* TEXT FOR ANALYSIS
※
The mother of teenager Sylvester Muigai Ndung’u found his body in a mortuary in the central Kenyan town of Nanyuki two days after he went missing.
Warning: This article contains details some readers may find upsetting.
The 17-year-old was killed on Tuesday during clashes between police and demonstrators protesting a US plan to build an Ebola quarantine centre at a nearby military base.
Lucy Kagure had been searching for her son in hospitals and police stations and eventually discovered his body at the mortuary, where he had been listed as an unidentified male.
“When I found him, half of his head had been split open. His clothes were soaked in blood,” she told the BBC.
Witnesses said Muigai had been shot in the head, but a local police commander, Daniel Kitavi, told the BBC that authorities were still awaiting a post-mortem examination to determine the cause of death.
Family members said police officers suggested he may have been killed by a tear-gas canister rather than a bullet.
Kagure said her son had left home on Tuesday to collect his school uniform from his aunt when he became caught up in the unrest.
“The police used too much force,” she said through tears. “Are they not parents too?
“I have struggled to raise that boy as a single mother, earning just 300 Kenyan shillings ($2.30; £1.70) a day doing casual work,” she said.
“I brought him up from nursery school to Form Three, and then they just killed him.”
His family described the teenager as a well-behaved boy who was always willing to help at home.
A local church leader said he had ambitions of becoming a priest.
Muigai is the third person to die during protests against the planned 50-bed quarantine centre.
The isolation unit at Laikipia Air Base is intended for US citizens affected by the current Ebola outbreak in the Democratic Republic of Congo.
The plan has sparked public concern in Kenya over cross-border infection risks and the government’s lack of transparency regarding the treatment centre.
Last month, the High Court ordered that the opening of the facility be halted after a rights group filed a case alleging that it posed “grave and imminent risks” to public health.
Satellite imagery seen by the BBC shows that construction has continued at the airbase despite the court order halting the project.
A US official said last week that the administration was aware of the court case but was “optimistic we can resolve objections.”
Kenya’s President William Ruto defended the plan, saying he had received a request from the US to establish the centre and that refusing the request would be “inhuman.”
He called on Kenyans not to politicise a matter “so serious” as Ebola and urged politicians to avoid “reckless” comments about it.
On Tuesday, demonstrators had planned a peaceful march to deliver a petition calling for the facility to be relocated. However, clashes broke out after police blocked access to the site.
Police used tear gas and water cannons to disperse crowds, while protesters erected roadblocks and lit bonfires across parts of the town.
The Kenya Human Rights Commission, a non-governmental organisation, has accused police of using excessive force, including live ammunition and arbitrary arrests during the demonstrations. Authorities have not responded to those allegations.
But one grieving mother now wants answers.
“I want justice for my boy,” she said.
※
* LISTED RECORDS
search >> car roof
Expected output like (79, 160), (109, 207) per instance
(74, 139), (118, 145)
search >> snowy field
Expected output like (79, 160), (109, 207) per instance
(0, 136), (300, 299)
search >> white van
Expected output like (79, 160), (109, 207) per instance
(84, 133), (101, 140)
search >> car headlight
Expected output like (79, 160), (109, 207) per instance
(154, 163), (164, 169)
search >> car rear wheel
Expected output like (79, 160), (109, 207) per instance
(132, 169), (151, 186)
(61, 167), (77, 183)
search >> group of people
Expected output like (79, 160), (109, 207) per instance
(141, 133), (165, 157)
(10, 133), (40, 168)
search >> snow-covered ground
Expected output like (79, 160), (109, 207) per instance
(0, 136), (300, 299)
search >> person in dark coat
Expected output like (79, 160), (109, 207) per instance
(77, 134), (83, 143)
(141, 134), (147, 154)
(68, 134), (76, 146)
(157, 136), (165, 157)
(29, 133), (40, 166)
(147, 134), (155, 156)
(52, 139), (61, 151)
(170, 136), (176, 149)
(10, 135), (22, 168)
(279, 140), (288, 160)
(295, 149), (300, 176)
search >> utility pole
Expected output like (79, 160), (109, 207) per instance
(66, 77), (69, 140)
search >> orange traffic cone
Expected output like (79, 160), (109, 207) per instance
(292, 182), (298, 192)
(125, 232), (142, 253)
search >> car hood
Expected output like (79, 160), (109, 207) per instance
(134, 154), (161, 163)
※
* YOUR TASKS
a) In the article about the Nanyuki protests, how many beds does the planned quarantine center have?
b) Transcribe the article about the Nanyuki protests between "The mother of" and "told the BBC.", inclusive.

* TASK-BY-TASK SOLUTIONS
a) 50 beds

b)
The mother of teenager Sylvester Muigai Ndung’u found his body in a mortuary in the central Kenyan town of Nanyuki two days after he went missing.
Warning: This article contains details some readers may find upsetting.
The 17-year-old was killed on Tuesday during clashes between police and demonstrators protesting a US plan to build an Ebola quarantine centre at a nearby military base.
Lucy Kagure had been searching for her son in hospitals and police stations and eventually discovered his body at the mortuary, where he had been listed as an unidentified male.
“When I found him, half of his head had been split open. His clothes were soaked in blood,” she told the BBC.